This covers the basics, but let’s step back for a moment. In pure functional programming, data is immutable. This makes it much easier for humans and machines to reason about programs. We never have a pesky problem like passing an array to a sum function and having sum modify the array out from under us.

But when programming in a multi-paradigm environment, we need to accomodate code that is written around mutable data structures. In JavaScript, we can write:

const abasement = ['a', 'b', 'a', 's', 'e', 'm', 'e', 'n', 't'];

const bade = abasement.slice(1, 5);
bade[2] = 'd';

bade.join('')
  //=> "bade"

const bad = bade.slice(0, 3);

bad.join('')
  //=> "bad"

Modifying a slice of abasement does not modify the original array. But what happens with our Slice class? We haven’t done anything to handle modifying elements, so as it turns out, we can set properties but they don’t affect the underlying array that we use for things like further slices or joining:

let slice = Slice.of(abasement, 1, 5);
slice[2] = 'd';

slice.join('')
  //=> "base"

Just as we needed our proxy to mediate [...], we also need our proxy to mediate [...] =. Let’s make it so.


renovations


copy on write

In our structural sharing implementation, our slices depend upon the underlying array not mutating out from underneath them. Which seems to imply that the Slices themselves have to be immutable. But not so: The slices do not depend upon each other, but upon the underlying array.

This makes it possible for us to modify a slice without modifying any other slices that depend upon the slice’s original array… by making a copy of the slice’s array before we write to it:

const SliceHandler = {

  // ...

  set(slice, property, value) {
    if (typeof property === 'string') {
      const matchInt = property.match(/^\d+$/);
      if (matchInt != null) {
        const i = parseInt(property);
        return slice.atPut(i, value);
      }
  	}

    return slice[property] = value;
  }
}

class Slice {

  // ...

  atPut (i, value) {
    const { array, from, length } = this;

    this.array = array.slice(from, length);
    this.from = 0;
    this.length = this.array.length;

    return this.array[i] = value;
  }
}

const a1to5 = [1, 2, 3, 4, 5];
const oneToFive = Slice.of(a1to5);

oneToFive.atPut(2, 'three');
oneToFive[0] = 'uno';

a1to5
  //=> [1, 2, 3, 4, 5]
[...oneToFive]
  //=> ['uno', 2, 'three', 4, 5]

When an element of the slice is modified, the slice invokes .slice(...) on the underlying array, and switches to using the value returned as its new underlying array. It then performs the modification of the new array.

graph TD a["a1to5: [1, 2, 3, 4, 5]"] b["[1, 2, 'three', 4, 5]"] c["['uno', 2, 'three', 4, 5]"] b-. copy of .->a c-. copy of .->b d["oneToFive { from: 0, length: 5 }"] d-->|array:|c

This prevents the modification from affecting the original array, which may be shared by other slices, or by other code that expected it not to change.

____

* **Objective 1**: Output the part of the article on JavaScript slices starting at "This prevents the" and ending at "not to change.", word for word.
The article on JavaScript slices and the listing after it have nothing to do with each other.

____

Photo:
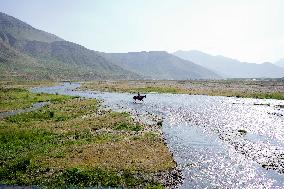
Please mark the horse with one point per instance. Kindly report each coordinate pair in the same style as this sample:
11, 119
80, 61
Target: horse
140, 97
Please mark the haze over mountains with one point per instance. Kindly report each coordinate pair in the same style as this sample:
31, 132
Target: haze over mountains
28, 53
231, 68
280, 63
160, 65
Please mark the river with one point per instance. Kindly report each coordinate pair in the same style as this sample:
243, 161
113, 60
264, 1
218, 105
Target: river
217, 142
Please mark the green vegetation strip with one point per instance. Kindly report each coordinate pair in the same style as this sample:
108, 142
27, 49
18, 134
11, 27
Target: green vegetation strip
230, 88
71, 143
17, 98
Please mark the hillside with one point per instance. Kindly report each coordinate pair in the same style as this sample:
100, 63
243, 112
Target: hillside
231, 68
28, 53
280, 63
160, 65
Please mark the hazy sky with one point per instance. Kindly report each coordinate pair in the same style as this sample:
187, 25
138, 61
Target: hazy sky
249, 30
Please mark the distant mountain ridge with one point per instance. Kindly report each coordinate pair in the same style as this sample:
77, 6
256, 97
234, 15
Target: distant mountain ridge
280, 63
160, 65
231, 68
29, 53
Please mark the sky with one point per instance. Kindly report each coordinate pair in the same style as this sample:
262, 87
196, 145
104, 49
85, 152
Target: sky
247, 30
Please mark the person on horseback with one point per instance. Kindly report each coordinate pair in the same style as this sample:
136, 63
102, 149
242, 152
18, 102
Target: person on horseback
139, 97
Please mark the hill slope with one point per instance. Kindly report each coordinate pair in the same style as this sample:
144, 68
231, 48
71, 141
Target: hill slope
231, 68
30, 53
160, 65
280, 63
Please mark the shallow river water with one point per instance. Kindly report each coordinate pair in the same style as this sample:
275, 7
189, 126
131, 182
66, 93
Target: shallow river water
205, 135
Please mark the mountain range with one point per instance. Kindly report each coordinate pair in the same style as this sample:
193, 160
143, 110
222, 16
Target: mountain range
280, 63
160, 65
231, 68
27, 53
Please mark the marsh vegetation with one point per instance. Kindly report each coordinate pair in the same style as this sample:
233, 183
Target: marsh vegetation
72, 142
270, 89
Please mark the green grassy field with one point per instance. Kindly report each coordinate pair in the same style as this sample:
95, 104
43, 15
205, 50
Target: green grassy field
70, 142
230, 88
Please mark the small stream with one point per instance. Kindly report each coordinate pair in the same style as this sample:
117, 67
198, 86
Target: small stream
203, 134
34, 106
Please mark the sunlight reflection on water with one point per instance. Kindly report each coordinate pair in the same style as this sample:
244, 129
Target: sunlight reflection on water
202, 132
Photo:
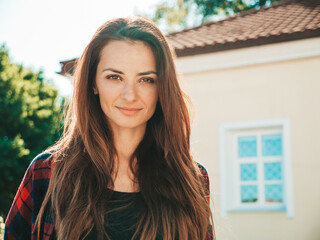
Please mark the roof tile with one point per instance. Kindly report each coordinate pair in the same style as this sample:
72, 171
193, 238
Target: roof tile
283, 21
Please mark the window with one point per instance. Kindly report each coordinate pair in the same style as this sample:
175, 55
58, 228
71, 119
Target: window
255, 167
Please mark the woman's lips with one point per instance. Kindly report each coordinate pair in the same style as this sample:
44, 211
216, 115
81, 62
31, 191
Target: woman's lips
129, 111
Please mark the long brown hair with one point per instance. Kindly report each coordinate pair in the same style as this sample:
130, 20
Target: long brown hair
169, 180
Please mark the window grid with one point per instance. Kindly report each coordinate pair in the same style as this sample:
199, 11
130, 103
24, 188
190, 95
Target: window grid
260, 182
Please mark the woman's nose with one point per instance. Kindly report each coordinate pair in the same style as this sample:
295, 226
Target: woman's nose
129, 91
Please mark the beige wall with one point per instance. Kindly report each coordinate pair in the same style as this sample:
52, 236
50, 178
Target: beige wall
272, 89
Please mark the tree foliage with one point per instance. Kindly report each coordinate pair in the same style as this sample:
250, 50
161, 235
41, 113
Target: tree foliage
30, 119
175, 15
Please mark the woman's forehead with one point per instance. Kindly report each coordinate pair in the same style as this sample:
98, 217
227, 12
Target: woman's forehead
124, 54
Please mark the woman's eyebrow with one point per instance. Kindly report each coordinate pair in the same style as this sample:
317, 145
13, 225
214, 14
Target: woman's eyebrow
147, 73
139, 74
112, 70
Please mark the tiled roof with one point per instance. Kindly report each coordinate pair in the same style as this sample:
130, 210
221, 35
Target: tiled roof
283, 21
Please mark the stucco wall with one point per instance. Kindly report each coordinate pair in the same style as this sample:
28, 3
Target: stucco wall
282, 88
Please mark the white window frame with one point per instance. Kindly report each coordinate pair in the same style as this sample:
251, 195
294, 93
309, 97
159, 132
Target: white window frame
228, 187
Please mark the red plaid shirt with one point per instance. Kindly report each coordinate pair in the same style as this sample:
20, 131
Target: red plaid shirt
28, 200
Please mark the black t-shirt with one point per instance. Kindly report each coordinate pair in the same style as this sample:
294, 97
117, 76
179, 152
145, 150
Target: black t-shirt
121, 223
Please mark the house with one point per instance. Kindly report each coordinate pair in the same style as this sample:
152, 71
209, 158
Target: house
254, 81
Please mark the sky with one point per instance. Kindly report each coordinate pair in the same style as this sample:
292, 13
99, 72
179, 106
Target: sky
41, 33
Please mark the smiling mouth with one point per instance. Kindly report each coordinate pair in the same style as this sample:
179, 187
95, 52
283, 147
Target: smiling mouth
129, 111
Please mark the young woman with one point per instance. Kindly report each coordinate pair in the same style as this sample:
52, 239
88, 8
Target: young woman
123, 168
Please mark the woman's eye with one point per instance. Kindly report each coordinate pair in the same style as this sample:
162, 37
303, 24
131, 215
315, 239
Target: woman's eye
113, 77
147, 80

____

* **Objective 2**: Give the lines of the listing starting at the line that contains "Please mark the woman's eye with" and ending at the last line of the listing as a Markdown table with the columns Row and Line, leaving out blank lines.

* **Correct output 1**:
This prevents the modification from affecting the original array, which may be shared by other slices, or by other code that expected it not to change.

* **Correct output 2**:
| Row | Line |
|---|---|
| 1 | Please mark the woman's eye with one point per instance. Kindly report each coordinate pair in the same style as this sample: |
| 2 | 162, 37 |
| 3 | 303, 24 |
| 4 | 131, 215 |
| 5 | 315, 239 |
| 6 | Target: woman's eye |
| 7 | 113, 77 |
| 8 | 147, 80 |